___ Texto fuente ___

Airy Sindik Mejía: “Las lenguas hay que habitarlas desde todos los lugares”
El licenciado en sociología de la UNAM escribió “Sin aire para el regreso”, una novela que relata la cobertura de la primera intifada de la Primavera Árabe en la ciudad de El Aaiún, en el Sahara Occidental. La presentación del libro hace parte de la programación de la Fiesta del Libro de Medellín.
María Paula Lizarazo Cañón
Todo empezó con un viaje a Barcelona, a donde llegó en julio de 2010. Su intención era retomar algunas preguntas que surgieron en su tesis de pregrado de sociología: la descolonialidad; el pensamiento subalterno y el pensamiento fronterizo; el diálogo Sur-Sur planteado por Enrique Dussel. En Barcelona se instaló en una casa ocupa. Por ese entonces, allí organizaban fiestas para poner una casa cultural en los territorios liberados y en los campamentos de refugiados saharauis en Tinduf (Argelia). Su amigo Rodrigo, que vivía en Barcelona y tenía ya un buen tiempo preocupado por la situación de los saharauis en el Sahara Occidental, lo llevó consigo en la causa, en la necesidad de cuestionar.

___ Entradas proporcionadas ___

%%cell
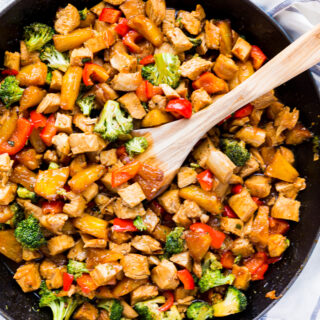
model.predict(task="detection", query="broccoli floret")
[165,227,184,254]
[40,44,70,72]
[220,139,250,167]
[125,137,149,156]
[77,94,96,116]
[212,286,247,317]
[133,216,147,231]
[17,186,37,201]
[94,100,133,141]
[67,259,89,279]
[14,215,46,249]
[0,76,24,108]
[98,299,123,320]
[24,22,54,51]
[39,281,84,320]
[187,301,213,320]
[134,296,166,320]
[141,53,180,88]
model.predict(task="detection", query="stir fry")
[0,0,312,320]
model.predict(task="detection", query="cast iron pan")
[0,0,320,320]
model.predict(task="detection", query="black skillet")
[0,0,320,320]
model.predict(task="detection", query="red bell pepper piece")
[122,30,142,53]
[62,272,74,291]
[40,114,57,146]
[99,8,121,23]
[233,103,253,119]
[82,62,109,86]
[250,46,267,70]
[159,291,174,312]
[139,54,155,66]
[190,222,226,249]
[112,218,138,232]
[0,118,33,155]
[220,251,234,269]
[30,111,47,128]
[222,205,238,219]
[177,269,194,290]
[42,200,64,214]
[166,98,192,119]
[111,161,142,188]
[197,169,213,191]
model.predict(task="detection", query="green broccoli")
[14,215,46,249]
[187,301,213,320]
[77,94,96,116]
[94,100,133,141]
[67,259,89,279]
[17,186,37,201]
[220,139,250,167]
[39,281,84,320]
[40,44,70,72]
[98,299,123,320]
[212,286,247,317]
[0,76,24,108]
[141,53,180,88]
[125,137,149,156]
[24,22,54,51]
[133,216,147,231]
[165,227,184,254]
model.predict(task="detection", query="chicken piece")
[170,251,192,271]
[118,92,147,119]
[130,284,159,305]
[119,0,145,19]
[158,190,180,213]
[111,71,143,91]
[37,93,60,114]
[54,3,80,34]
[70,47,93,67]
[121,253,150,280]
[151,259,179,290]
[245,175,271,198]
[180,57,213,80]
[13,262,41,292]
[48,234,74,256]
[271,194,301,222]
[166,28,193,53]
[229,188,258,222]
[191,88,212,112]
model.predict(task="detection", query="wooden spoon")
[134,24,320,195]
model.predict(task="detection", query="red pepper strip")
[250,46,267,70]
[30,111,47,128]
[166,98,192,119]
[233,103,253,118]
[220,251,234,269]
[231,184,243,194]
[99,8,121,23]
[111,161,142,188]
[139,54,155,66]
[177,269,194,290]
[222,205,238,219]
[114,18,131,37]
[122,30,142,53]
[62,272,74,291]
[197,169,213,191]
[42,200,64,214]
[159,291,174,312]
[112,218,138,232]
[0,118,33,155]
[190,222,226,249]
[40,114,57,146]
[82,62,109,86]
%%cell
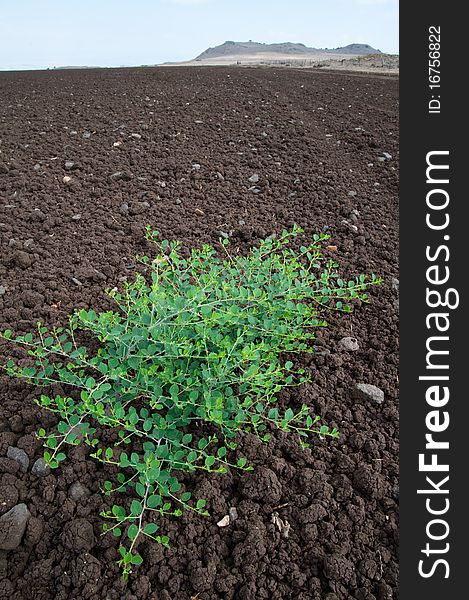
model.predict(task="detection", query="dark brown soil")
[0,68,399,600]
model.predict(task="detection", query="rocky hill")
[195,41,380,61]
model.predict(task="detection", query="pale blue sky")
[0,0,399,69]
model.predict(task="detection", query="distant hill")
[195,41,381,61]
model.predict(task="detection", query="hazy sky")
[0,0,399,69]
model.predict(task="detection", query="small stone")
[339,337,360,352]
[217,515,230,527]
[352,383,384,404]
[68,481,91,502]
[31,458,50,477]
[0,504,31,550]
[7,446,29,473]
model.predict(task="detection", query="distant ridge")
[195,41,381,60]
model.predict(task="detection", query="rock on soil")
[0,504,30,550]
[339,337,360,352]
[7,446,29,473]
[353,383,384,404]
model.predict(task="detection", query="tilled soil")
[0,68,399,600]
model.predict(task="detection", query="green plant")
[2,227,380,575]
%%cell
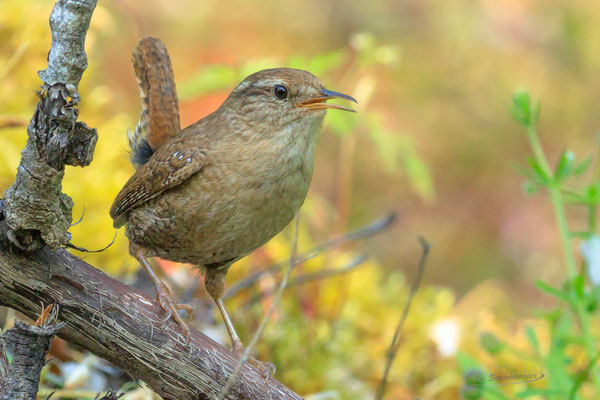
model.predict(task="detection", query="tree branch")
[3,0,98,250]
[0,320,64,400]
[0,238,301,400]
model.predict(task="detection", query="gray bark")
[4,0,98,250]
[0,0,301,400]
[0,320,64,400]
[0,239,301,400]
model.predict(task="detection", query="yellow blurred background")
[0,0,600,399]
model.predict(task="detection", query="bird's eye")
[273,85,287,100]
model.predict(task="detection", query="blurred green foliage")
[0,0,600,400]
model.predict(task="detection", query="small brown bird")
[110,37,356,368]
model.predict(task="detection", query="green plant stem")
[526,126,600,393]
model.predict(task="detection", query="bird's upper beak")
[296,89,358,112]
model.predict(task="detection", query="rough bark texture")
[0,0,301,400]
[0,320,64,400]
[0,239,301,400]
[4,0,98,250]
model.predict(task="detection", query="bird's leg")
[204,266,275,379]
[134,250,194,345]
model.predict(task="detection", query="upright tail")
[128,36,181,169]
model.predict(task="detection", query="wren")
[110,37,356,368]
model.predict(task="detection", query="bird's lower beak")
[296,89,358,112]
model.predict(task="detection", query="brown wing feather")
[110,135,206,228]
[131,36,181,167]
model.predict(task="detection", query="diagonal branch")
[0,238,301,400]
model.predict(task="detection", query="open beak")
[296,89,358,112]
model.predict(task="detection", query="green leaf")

___

Tareas propuestas –
a) Repite del texto sobre Airy Sindik Mejía el fragmento que va de "María Paula Lizarazo" a "necesidad de cuestionar.".
b) Según el texto sobre Airy Sindik Mejía, ¿en qué ciudad transcurre la cobertura que relata la novela "Sin aire para el regreso"?

Lista de soluciones –
a)
María Paula Lizarazo Cañón
Todo empezó con un viaje a Barcelona, a donde llegó en julio de 2010. Su intención era retomar algunas preguntas que surgieron en su tesis de pregrado de sociología: la descolonialidad; el pensamiento subalterno y el pensamiento fronterizo; el diálogo Sur-Sur planteado por Enrique Dussel. En Barcelona se instaló en una casa ocupa. Por ese entonces, allí organizaban fiestas para poner una casa cultural en los territorios liberados y en los campamentos de refugiados saharauis en Tinduf (Argelia). Su amigo Rodrigo, que vivía en Barcelona y tenía ya un buen tiempo preocupado por la situación de los saharauis en el Sahara Occidental, lo llevó consigo en la causa, en la necesidad de cuestionar.

b) En El Aaiún, en el Sahara Occidental.